Stored records
--

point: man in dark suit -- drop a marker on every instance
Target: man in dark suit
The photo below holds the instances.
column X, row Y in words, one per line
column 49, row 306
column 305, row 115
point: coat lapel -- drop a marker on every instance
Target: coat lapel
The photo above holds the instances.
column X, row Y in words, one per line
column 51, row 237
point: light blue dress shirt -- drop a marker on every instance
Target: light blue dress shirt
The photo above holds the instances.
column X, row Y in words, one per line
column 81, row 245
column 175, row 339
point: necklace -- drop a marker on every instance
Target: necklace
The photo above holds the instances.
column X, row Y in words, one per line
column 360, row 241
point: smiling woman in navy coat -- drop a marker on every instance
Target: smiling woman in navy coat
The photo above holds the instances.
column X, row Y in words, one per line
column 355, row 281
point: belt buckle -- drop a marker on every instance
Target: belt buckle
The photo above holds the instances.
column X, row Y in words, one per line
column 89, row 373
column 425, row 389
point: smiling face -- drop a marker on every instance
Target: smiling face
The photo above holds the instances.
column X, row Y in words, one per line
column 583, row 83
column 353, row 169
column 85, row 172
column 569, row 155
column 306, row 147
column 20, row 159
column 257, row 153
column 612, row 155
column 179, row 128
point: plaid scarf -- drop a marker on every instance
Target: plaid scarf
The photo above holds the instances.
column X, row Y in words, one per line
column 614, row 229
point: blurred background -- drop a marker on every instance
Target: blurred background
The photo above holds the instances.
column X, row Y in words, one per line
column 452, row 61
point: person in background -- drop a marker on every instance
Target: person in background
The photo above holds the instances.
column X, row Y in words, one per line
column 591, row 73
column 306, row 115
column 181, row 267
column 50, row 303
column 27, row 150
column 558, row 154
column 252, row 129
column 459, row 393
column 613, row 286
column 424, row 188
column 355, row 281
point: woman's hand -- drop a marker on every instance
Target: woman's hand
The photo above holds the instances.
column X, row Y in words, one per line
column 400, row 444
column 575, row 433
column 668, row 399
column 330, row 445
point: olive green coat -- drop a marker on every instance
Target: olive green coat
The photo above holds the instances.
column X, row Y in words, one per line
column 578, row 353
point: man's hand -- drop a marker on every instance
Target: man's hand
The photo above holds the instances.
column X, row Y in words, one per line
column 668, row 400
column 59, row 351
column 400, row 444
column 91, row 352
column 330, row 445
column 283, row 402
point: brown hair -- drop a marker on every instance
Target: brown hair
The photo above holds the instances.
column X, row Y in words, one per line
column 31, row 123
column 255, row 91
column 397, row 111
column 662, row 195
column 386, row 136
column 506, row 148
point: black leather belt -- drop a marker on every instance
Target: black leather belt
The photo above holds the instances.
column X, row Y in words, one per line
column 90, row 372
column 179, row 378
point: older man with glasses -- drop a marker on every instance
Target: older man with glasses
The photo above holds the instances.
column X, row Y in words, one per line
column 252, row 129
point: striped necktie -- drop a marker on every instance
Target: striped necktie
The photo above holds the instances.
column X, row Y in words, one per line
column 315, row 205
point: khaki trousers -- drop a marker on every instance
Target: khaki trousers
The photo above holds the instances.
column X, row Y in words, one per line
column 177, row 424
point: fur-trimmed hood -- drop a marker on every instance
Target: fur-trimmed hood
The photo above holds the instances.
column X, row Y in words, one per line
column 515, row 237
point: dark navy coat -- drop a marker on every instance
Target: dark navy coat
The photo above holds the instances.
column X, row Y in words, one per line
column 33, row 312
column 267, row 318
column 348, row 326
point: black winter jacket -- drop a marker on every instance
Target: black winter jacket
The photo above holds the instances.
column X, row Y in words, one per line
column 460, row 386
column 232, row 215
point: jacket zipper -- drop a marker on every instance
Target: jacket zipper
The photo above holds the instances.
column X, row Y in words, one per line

--

**AIM OF THE EXERCISE:** Copy the material above back out, exactly as written.

**WRITTEN SOLUTION:**
point: man in dark suit -- drop a marker on every instance
Target: man in dark suit
The photo below holds the instances.
column X, row Y in words, one per line
column 49, row 306
column 305, row 115
point: coat lapel -- drop a marker on every instance
Target: coat lapel
The photo above holds the instances.
column X, row Y in words, one per line
column 51, row 237
point: light blue dress shirt -- drop a marker on every instance
Target: light blue dress shirt
The photo above holds the instances.
column X, row Y in words, one per line
column 81, row 245
column 175, row 339
point: necklace -- drop a marker on every instance
Target: necklace
The photo above holds the instances.
column X, row Y in words, one per line
column 360, row 241
point: smiling woman in navy coat -- drop a marker on every instance
Target: smiling woman in navy coat
The photo above holds the instances.
column X, row Y in words, one per line
column 355, row 281
point: belt buckle -- drop a marker on every instance
Target: belt buckle
The photo above holds the instances.
column X, row Y in words, one per line
column 89, row 373
column 425, row 389
point: smiling face -- drop a marker on every instance
Target: smiling face
The photo above holds the instances.
column X, row Y in words, one per line
column 583, row 83
column 353, row 169
column 85, row 172
column 569, row 155
column 306, row 147
column 20, row 159
column 257, row 153
column 612, row 155
column 179, row 128
point: plaid scarf -- drop a marker on every instance
Target: plaid scarf
The photo above holds the instances.
column X, row Y in words, one per line
column 614, row 229
point: blurred background -- drop a marker on every instance
Target: blurred background
The photo above holds the instances.
column X, row Y in words, one per line
column 452, row 61
point: person in background -- drop a marker on every instance
Target: person in background
The photo above holds the instances.
column X, row Y in words, one per line
column 591, row 73
column 306, row 115
column 181, row 267
column 50, row 303
column 27, row 150
column 558, row 154
column 252, row 129
column 459, row 393
column 613, row 286
column 424, row 188
column 355, row 281
point: woman's hand -- drop a marker on every instance
Target: woman's hand
The photo above holds the instances.
column X, row Y in words, one per line
column 400, row 444
column 575, row 433
column 668, row 399
column 330, row 445
point: olive green coat -- drop a marker on every instance
Target: olive green coat
The photo above holds the instances.
column X, row Y in words, one per line
column 578, row 353
point: man's hand -- drop a marker on every instance
Target: man's hand
The photo above holds the instances.
column X, row Y in words, one per line
column 668, row 400
column 59, row 351
column 400, row 444
column 91, row 352
column 330, row 445
column 283, row 402
point: brown hair -- drop a marker on every instance
Target: brown hair
The photo above holds the instances.
column X, row Y in words, one per line
column 31, row 123
column 255, row 91
column 397, row 111
column 662, row 195
column 386, row 136
column 506, row 148
point: black leather belt -- drop a marker on every instance
Target: black leather belt
The photo above holds the instances.
column X, row Y in words, one per line
column 90, row 372
column 179, row 378
point: older man with glasses -- drop a marker on every instance
Target: older man with glasses
The photo above holds the instances.
column X, row Y in words, one per line
column 252, row 129
point: striped necktie -- drop a marker on every instance
Target: striped necktie
The photo above holds the instances.
column X, row Y in words, one per line
column 315, row 205
point: khaki trousers -- drop a marker on every instance
Target: khaki trousers
The photo above holds the instances.
column X, row Y in words, one per line
column 177, row 424
point: fur-trimmed hood -- drop a marker on every instance
Target: fur-trimmed hood
The photo above holds the instances.
column X, row Y in words, one per line
column 515, row 237
point: dark navy coat -- drop a marker on every instance
Target: dark navy coat
The photo above holds the instances.
column X, row Y in words, one per line
column 33, row 312
column 267, row 318
column 348, row 326
point: black winter jacket -- drop a marker on every instance
Target: black winter jacket
The photo above holds the instances.
column X, row Y in words, one per line
column 460, row 386
column 232, row 215
point: jacket zipper -- drop a marker on every instance
Target: jacket zipper
The photo above holds the instances.
column X, row Y in words, one per line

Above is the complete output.